— TASK DESCRIPTION —
Decide whether each statement agrees with the text below on the Brent Community Cardiology service. For each, answer yes or no and quote the deciding words of the text. (a) Brent CCG has published clear long-term proposals for commissioning its out-patient cardiology services. (b) A BPV Steering Group member is corresponding with Brent CCG solicitors. (c) The writers expect the CCG to produce a serious assessment of the events.

— DOCUMENT SECTION —
It is now less than a month before the end of the Brent Community Cardiology service. No clear long-term proposals have been published by Brent CCG for commissioning its out-patient cardiology services. Nor have any future patient and public consultation and involvement arrangements been published to comply with the statutory duty on the CCG under section 14Z2 of the National Health Service Act 2006 as amended. A BPV Steering Group member is currently involved in High Court Judicial Review pre-action protocol correspondence with Brent CCG solicitors on these issues.
The CCG has discovered that it is not as easy as originally thought to cut the costs of hospital out-patient services by setting up a new replacement community service. This unhappy episode has revealed the weakness of a CCG when faced with the ruthless intransigence of the Royal Free London Foundation Trust as a major NHS provider organisation willing to repeatedly dishonour its contract specification obligations to NHS Brent patients when the CCG prove unwilling to take effective action to compel it to comply with its contract.
We would like to see the CCG produce a serious assessment of this sorry chain of events to establish clearly what lessons have been learned, but we doubt if it will happen. We suggest that the major mistake made by the previous Primary Care Trust was to make cost-cutting its principal objective, instead of starting with an analysis by clinicians and patients of the existing services and new ones which could be provided “closer to home” safely and in a context which would appeal to both patients and professional staff.

— SUPPLIED INFORMATION —

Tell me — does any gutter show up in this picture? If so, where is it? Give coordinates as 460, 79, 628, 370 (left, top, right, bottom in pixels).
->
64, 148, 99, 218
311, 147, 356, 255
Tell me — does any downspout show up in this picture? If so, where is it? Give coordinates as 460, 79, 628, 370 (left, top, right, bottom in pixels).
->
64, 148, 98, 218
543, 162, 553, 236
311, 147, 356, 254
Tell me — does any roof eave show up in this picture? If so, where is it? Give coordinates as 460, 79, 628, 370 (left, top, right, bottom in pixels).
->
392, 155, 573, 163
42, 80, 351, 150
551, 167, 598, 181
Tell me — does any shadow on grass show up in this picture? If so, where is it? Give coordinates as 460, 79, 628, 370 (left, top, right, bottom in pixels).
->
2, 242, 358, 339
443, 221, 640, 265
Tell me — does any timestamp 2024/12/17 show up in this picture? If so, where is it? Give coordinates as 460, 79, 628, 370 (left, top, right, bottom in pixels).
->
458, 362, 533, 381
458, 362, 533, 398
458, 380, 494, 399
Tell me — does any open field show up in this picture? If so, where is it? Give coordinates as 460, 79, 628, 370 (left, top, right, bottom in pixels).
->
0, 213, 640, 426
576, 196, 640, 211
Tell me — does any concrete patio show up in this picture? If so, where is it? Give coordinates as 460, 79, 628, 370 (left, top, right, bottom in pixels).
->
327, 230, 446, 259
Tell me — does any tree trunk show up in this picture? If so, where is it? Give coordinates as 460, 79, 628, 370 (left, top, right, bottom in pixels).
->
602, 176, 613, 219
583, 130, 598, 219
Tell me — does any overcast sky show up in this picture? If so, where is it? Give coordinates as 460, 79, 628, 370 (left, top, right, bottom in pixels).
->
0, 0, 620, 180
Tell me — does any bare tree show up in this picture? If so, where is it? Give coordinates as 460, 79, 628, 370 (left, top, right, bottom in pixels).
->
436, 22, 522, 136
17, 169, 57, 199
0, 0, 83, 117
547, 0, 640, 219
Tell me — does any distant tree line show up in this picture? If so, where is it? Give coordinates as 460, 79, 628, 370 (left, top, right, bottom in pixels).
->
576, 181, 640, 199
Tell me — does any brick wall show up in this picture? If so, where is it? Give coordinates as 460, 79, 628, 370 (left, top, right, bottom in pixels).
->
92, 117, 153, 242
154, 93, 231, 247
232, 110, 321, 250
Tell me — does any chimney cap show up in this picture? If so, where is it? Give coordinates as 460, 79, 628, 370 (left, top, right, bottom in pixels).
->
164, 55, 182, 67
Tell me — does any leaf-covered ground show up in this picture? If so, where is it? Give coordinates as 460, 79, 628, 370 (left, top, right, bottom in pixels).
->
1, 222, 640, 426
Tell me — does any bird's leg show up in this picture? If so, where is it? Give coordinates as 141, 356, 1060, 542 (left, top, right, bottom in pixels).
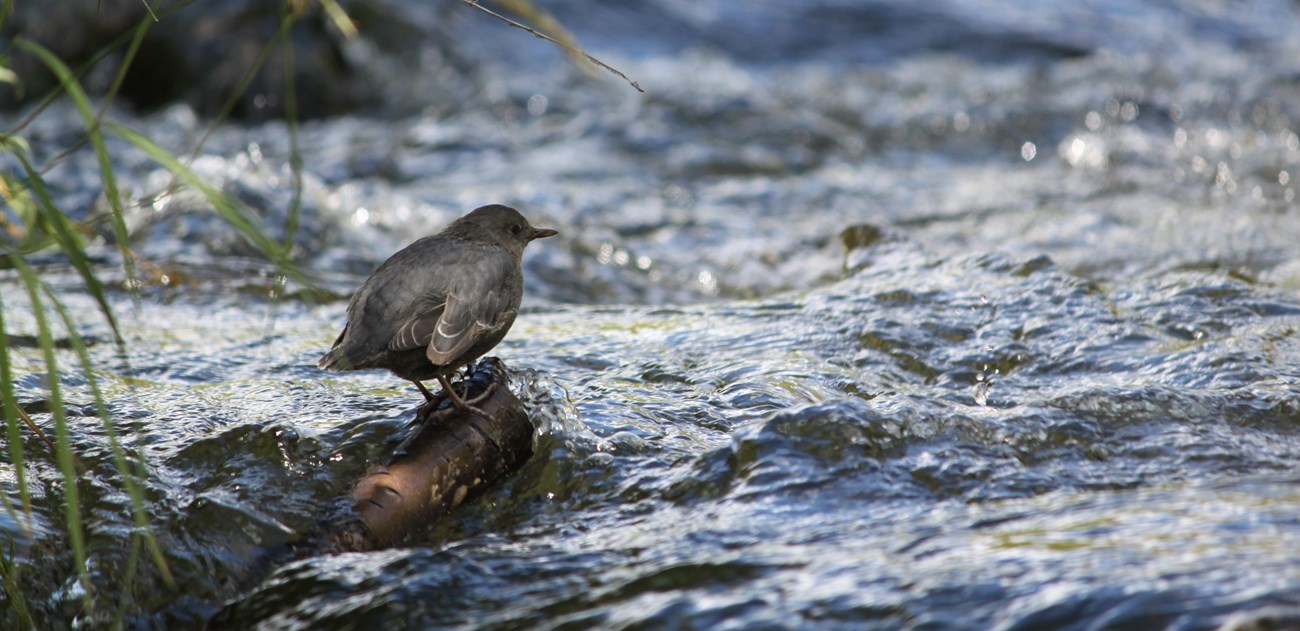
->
411, 379, 437, 403
438, 376, 503, 451
438, 375, 495, 420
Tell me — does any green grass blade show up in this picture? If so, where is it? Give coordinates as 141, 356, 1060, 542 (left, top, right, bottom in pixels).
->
0, 537, 36, 628
16, 38, 143, 301
0, 281, 31, 530
44, 286, 172, 584
280, 1, 302, 250
10, 256, 94, 610
10, 146, 122, 343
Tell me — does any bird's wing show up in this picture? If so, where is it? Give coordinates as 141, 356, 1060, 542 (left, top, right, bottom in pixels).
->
387, 251, 511, 366
389, 297, 450, 351
425, 291, 504, 366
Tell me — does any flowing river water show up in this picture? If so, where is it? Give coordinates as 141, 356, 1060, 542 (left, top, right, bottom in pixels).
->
0, 0, 1300, 630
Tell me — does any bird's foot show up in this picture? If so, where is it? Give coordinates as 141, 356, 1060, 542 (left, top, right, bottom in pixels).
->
438, 377, 502, 451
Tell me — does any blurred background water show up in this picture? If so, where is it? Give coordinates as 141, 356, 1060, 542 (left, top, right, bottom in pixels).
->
0, 0, 1300, 630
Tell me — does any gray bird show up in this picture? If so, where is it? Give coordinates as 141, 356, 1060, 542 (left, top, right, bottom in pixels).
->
317, 204, 556, 414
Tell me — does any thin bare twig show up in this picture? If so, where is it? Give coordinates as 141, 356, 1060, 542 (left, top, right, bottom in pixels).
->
460, 0, 645, 92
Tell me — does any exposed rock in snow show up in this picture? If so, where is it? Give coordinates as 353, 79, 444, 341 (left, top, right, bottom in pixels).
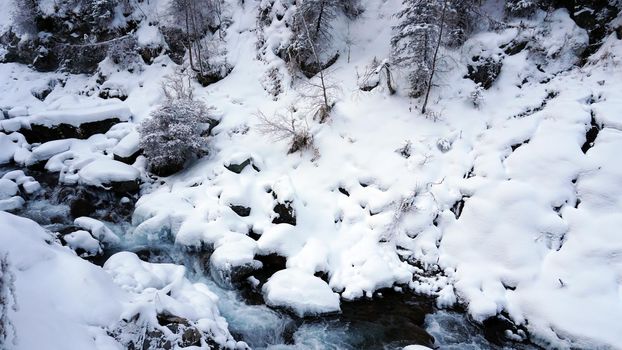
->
263, 269, 341, 317
112, 131, 140, 164
0, 105, 132, 143
78, 159, 140, 193
0, 212, 247, 350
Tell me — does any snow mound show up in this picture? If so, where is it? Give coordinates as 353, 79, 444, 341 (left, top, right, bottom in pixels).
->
27, 104, 132, 127
263, 269, 341, 317
78, 159, 140, 187
112, 130, 140, 158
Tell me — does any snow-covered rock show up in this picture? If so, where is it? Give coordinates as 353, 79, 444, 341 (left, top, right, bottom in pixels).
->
73, 216, 120, 244
263, 269, 341, 317
0, 212, 247, 350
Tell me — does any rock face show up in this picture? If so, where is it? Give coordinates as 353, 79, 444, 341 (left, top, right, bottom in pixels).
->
465, 56, 502, 89
0, 104, 132, 143
19, 118, 121, 143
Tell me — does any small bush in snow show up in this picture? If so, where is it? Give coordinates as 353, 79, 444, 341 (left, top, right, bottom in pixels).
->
108, 36, 140, 69
0, 255, 17, 349
139, 73, 210, 176
257, 111, 315, 153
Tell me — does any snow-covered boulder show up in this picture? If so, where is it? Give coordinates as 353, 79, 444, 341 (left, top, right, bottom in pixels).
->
210, 233, 262, 288
263, 269, 341, 317
78, 158, 140, 193
0, 212, 248, 350
0, 104, 132, 143
63, 231, 102, 257
112, 130, 140, 164
73, 216, 120, 244
0, 132, 19, 164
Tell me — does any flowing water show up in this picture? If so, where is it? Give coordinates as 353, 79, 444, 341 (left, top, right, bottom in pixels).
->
0, 167, 536, 350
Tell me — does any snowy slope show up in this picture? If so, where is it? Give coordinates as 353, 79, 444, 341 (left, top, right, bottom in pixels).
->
0, 0, 622, 348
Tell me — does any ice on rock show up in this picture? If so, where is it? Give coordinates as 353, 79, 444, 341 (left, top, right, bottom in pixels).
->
210, 232, 261, 288
263, 268, 341, 317
0, 196, 26, 211
0, 178, 19, 200
26, 104, 132, 127
104, 252, 246, 349
112, 131, 140, 158
78, 159, 140, 187
26, 139, 73, 165
63, 231, 101, 256
73, 216, 120, 244
0, 212, 126, 350
0, 133, 19, 164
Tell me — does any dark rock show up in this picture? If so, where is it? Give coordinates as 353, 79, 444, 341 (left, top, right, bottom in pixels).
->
98, 88, 127, 101
160, 27, 186, 64
300, 52, 339, 79
138, 47, 164, 64
19, 118, 121, 144
272, 201, 296, 226
581, 112, 601, 154
112, 149, 143, 165
69, 196, 97, 218
197, 66, 233, 86
149, 163, 184, 176
501, 40, 528, 56
229, 205, 251, 217
339, 187, 350, 197
465, 57, 503, 89
225, 158, 259, 174
108, 180, 140, 194
451, 196, 468, 220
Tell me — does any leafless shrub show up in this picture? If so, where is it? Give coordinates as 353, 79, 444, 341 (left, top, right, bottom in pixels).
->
357, 57, 395, 95
162, 68, 194, 101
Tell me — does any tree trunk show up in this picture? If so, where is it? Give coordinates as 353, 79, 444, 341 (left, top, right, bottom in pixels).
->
421, 2, 447, 114
300, 9, 330, 122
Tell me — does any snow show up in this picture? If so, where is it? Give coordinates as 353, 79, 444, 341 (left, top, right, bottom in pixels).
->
63, 231, 101, 256
78, 159, 140, 186
28, 104, 132, 126
112, 131, 140, 158
263, 268, 341, 317
0, 178, 19, 199
0, 0, 622, 348
0, 133, 18, 164
0, 212, 245, 350
73, 216, 120, 244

— EXERCISE RESULT —
(a) No: "No clear long-term proposals have been published by Brent CCG for commissioning its out-patient cardiology services."
(b) Yes: "A BPV Steering Group member is currently involved in High Court Judicial Review pre-action protocol correspondence with Brent CCG solicitors on these issues."
(c) No: "but we doubt if it will happen."